In den eigenen vier Wänden ertragen die Hunde die Silvesterpanik besser, wenn Rollläden und Gardinen zugezogen sind, und eine andere Geräuschquelle als Böller und Raketen wie Radio oder Fernseher eingeschaltet sind. Leichte klassische Musik empfehle sich, Mozart etwa, von Heavy Metal und Wagner wird abgeraten. „Und den Hund auf keinen Fall alleine lassen, er braucht die Sicherheit, die ihm die Besitzer geben“, sagt Sina Hanke.
☆ ☆ ☆ ☆
→ **AUFGABE 1**
Beantworte diese Fragen zum Lesetext:
(a) Was soll zu Hause mit Rollläden und Gardinen geschehen?
(b) Welche Art von Musik wird empfohlen, und welcher Komponist wird dafür als Beispiel genannt?
(c) Von welcher Musik wird abgeraten?

Einträge aus einem Datensatz
☆ ☆ ☆ ☆
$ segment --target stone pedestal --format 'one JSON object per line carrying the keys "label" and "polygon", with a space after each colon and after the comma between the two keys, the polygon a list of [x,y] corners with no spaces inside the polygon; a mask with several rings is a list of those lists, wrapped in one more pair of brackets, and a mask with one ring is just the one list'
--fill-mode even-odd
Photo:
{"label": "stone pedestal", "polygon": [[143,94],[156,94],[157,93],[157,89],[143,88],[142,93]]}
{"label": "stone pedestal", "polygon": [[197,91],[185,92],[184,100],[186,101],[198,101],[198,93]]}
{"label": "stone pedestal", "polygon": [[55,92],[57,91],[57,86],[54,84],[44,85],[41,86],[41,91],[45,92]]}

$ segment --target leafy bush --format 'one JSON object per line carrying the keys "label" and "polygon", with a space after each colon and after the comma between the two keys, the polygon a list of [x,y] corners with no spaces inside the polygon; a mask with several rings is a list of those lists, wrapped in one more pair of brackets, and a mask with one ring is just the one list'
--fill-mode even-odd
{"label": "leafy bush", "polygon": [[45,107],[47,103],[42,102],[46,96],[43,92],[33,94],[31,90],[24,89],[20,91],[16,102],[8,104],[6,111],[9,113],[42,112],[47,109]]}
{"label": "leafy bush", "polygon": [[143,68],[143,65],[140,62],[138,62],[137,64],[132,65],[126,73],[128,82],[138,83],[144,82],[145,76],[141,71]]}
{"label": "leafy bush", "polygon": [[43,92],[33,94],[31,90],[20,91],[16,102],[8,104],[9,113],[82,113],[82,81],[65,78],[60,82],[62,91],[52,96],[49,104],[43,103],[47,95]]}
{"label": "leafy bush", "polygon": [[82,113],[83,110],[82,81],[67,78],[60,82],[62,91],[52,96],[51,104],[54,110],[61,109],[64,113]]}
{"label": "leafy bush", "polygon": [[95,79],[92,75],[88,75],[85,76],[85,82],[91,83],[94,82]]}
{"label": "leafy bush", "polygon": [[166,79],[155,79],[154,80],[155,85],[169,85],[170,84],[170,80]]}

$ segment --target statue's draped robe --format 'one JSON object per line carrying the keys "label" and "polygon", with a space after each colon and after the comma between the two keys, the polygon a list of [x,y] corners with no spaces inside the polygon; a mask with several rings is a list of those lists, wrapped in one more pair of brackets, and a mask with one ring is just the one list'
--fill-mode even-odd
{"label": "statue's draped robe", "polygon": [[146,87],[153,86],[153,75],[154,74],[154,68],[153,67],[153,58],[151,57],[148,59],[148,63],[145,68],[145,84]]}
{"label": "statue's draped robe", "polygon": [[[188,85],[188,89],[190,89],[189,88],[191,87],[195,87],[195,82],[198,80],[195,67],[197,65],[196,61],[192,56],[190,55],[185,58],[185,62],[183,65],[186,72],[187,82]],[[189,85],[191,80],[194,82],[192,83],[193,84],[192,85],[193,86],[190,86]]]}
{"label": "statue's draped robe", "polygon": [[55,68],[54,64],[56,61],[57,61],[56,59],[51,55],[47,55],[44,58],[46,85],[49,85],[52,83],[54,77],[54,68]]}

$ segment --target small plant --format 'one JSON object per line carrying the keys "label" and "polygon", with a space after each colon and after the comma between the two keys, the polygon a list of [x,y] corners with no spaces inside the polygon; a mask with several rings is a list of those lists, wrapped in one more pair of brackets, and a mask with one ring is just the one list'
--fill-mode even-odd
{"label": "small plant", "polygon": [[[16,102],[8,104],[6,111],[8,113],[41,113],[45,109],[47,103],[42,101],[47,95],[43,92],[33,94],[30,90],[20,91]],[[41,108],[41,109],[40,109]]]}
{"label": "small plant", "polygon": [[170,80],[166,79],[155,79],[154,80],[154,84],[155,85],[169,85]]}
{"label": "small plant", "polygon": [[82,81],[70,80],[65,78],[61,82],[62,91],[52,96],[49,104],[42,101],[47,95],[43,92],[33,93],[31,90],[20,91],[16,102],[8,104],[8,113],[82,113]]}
☆ ☆ ☆ ☆
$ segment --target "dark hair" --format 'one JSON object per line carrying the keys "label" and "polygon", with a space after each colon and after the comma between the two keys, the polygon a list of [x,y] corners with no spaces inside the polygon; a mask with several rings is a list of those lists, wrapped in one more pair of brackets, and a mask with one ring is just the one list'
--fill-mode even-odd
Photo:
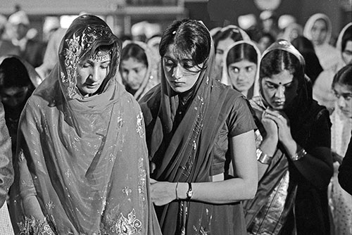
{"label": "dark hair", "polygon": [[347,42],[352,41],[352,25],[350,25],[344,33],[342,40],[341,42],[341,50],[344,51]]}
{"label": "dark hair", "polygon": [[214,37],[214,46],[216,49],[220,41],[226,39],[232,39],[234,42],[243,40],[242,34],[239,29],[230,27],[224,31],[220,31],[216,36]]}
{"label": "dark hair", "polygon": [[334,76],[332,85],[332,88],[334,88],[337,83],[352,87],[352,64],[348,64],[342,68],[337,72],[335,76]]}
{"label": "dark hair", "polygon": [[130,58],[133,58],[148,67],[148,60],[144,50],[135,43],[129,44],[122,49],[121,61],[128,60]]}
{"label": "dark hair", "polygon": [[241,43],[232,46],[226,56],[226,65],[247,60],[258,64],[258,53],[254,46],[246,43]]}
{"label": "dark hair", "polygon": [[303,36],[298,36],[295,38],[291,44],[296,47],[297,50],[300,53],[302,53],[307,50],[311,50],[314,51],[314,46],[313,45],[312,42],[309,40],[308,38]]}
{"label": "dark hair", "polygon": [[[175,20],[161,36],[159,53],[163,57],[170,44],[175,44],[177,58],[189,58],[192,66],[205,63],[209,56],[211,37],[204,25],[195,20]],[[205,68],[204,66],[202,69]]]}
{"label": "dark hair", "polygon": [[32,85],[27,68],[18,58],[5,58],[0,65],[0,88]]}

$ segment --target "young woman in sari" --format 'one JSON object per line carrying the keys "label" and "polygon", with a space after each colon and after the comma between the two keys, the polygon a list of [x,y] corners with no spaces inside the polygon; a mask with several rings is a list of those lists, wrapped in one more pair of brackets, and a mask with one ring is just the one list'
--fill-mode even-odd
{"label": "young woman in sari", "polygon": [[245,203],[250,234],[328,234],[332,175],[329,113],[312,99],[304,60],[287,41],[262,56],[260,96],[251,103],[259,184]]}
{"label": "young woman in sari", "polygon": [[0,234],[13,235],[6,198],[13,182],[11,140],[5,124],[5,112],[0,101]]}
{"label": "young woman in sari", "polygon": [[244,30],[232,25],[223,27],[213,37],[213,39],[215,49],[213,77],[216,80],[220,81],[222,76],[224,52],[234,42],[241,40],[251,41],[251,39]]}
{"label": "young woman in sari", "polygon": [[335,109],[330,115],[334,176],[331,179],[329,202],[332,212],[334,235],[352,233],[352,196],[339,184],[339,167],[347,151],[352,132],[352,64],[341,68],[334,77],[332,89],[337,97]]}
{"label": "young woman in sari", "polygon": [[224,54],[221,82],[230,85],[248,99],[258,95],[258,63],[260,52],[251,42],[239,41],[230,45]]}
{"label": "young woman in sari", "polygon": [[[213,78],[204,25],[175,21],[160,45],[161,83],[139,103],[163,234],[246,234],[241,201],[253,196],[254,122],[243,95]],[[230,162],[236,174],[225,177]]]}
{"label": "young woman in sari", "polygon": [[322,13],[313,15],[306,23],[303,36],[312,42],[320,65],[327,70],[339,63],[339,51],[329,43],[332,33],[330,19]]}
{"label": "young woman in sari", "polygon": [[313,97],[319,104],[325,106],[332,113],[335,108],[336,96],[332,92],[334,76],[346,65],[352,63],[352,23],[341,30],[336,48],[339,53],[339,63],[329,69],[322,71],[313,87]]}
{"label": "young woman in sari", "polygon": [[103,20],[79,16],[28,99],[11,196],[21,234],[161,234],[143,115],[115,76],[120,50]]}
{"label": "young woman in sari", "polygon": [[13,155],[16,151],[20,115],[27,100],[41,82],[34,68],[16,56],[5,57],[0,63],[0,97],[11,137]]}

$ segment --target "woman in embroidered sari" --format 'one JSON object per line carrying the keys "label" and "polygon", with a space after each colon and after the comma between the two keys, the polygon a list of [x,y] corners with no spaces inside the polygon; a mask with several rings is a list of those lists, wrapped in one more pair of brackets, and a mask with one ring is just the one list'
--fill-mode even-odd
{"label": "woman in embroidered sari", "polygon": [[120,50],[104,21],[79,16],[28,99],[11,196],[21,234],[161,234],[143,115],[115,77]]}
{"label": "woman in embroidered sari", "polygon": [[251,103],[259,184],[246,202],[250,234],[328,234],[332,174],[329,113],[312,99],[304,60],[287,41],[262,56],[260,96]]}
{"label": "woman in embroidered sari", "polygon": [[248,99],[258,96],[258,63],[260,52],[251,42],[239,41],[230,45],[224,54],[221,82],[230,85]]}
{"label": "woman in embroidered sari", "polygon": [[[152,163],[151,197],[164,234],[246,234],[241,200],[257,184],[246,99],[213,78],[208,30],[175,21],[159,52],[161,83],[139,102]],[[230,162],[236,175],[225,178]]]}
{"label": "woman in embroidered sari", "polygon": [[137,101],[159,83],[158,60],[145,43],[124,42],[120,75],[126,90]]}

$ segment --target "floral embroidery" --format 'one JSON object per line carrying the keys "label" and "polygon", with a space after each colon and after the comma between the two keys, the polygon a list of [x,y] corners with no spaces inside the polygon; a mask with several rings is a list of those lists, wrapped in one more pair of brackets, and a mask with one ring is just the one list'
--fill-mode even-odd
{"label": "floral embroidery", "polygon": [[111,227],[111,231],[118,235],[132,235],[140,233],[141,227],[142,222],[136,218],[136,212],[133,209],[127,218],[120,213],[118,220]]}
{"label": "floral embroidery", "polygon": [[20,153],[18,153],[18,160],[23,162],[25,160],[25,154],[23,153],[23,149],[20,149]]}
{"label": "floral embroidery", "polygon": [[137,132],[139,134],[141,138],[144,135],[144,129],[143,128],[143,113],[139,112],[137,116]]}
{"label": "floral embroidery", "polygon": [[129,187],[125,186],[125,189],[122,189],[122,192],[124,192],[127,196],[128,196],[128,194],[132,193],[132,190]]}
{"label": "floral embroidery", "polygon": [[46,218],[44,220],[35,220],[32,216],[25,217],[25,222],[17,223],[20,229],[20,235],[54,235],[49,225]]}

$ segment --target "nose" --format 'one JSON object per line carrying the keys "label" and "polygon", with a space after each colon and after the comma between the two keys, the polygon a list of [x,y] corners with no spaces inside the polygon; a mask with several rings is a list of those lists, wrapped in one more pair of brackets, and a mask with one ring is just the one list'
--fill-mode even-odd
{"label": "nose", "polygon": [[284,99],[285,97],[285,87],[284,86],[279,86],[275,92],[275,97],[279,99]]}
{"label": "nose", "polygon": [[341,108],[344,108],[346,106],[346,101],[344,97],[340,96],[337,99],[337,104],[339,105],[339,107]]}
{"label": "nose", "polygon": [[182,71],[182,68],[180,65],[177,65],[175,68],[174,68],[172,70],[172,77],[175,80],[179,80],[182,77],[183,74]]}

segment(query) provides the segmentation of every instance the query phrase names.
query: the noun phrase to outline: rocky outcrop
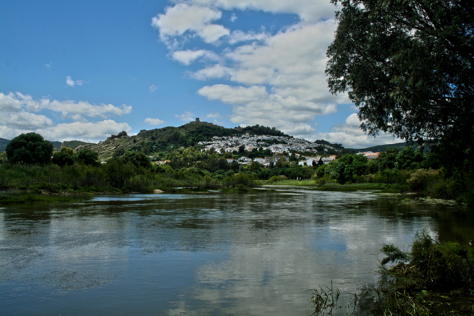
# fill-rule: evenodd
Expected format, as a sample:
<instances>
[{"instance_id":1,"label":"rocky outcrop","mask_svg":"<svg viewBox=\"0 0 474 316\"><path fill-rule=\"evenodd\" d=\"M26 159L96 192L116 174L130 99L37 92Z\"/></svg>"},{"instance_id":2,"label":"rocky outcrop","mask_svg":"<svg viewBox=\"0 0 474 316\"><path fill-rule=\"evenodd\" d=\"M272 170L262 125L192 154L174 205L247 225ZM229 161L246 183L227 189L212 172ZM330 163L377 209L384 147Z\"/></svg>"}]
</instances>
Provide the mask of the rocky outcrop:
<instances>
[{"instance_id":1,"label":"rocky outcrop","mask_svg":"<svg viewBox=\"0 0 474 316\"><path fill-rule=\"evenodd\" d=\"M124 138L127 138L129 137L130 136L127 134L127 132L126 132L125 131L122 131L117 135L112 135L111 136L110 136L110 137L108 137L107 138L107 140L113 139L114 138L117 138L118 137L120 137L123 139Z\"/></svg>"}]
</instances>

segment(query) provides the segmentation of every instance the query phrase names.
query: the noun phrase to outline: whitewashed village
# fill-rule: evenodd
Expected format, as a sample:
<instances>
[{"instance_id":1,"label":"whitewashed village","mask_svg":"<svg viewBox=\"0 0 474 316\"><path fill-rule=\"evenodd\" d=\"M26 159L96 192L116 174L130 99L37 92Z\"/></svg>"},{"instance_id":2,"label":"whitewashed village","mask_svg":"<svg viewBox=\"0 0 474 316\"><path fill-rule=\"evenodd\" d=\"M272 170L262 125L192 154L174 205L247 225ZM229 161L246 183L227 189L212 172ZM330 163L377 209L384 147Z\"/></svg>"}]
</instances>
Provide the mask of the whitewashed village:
☆ ☆ ☆ ☆
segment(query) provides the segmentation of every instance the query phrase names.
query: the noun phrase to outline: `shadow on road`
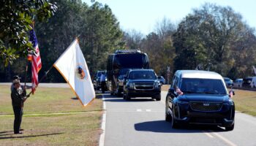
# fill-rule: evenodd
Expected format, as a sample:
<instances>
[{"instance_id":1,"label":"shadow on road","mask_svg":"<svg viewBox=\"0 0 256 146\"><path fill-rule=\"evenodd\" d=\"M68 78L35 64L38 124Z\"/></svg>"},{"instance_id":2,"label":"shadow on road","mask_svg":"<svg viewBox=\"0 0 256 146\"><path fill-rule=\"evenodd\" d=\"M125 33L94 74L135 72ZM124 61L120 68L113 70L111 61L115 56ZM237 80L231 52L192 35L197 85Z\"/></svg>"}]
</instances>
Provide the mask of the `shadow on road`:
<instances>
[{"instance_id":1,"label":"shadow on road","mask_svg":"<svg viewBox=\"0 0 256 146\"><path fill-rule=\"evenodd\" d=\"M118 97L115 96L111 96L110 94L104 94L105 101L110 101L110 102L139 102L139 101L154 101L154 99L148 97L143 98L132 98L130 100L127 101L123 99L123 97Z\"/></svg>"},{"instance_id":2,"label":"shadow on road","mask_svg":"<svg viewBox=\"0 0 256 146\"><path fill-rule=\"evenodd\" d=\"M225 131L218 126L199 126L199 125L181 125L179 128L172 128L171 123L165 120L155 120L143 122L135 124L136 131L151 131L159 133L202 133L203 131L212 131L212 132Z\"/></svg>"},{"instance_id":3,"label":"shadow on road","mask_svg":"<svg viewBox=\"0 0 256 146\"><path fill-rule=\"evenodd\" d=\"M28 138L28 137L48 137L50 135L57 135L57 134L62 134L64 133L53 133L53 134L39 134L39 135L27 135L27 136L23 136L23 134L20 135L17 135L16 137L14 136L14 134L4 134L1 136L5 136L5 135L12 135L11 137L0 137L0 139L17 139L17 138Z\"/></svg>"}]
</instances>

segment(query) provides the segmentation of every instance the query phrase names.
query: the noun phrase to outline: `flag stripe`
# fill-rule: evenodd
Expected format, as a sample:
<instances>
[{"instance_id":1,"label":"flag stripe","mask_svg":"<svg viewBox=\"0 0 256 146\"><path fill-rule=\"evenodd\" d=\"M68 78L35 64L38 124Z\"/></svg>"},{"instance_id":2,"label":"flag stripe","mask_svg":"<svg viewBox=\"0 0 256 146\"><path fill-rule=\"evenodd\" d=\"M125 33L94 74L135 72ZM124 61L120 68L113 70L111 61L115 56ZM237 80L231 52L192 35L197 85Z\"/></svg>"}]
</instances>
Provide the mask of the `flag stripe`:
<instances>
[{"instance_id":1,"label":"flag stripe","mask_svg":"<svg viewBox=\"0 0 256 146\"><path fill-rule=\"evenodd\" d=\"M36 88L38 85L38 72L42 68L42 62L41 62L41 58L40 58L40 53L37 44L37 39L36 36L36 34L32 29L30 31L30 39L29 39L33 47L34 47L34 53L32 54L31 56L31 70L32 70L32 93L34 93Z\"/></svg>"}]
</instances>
☆ ☆ ☆ ☆
→ **AUFGABE 2**
Welche Zeilen der Einträge enthalten die Zeichenfolge „floral“? Gib jede dieser Zeilen vollständig wieder und achte dabei auf Groß- und Kleinschreibung.

→ **RICHTIGES ERGEBNIS 1**
(a) Sie sollen zugezogen sein.
(b) Leichte klassische Musik, etwa Mozart.
(c) Von Heavy Metal und Wagner.

→ **RICHTIGES ERGEBNIS 2**
$ segment --target "floral embroidery" --format 'one JSON object per line carrying the keys "label" and "polygon", with a space after each colon and after the comma between the two keys, the polygon a list of [x,y] corners with no spaces inside the polygon; a mask with several rings is a list of those lists, wrapped in one more pair of brackets, and a mask with one ring is just the one list'
{"label": "floral embroidery", "polygon": [[111,227],[111,231],[118,235],[132,235],[140,233],[141,227],[142,222],[136,218],[136,212],[133,209],[127,218],[120,213],[118,220]]}
{"label": "floral embroidery", "polygon": [[20,153],[18,153],[18,160],[23,162],[25,160],[25,154],[23,153],[23,149],[20,149]]}
{"label": "floral embroidery", "polygon": [[137,132],[139,134],[141,138],[144,135],[144,129],[143,128],[143,113],[139,112],[137,116]]}
{"label": "floral embroidery", "polygon": [[129,187],[125,186],[125,189],[122,189],[122,192],[124,192],[127,196],[128,196],[128,194],[132,193],[132,190]]}
{"label": "floral embroidery", "polygon": [[46,218],[44,220],[35,220],[32,216],[25,217],[25,222],[17,223],[20,229],[20,235],[54,235],[49,225]]}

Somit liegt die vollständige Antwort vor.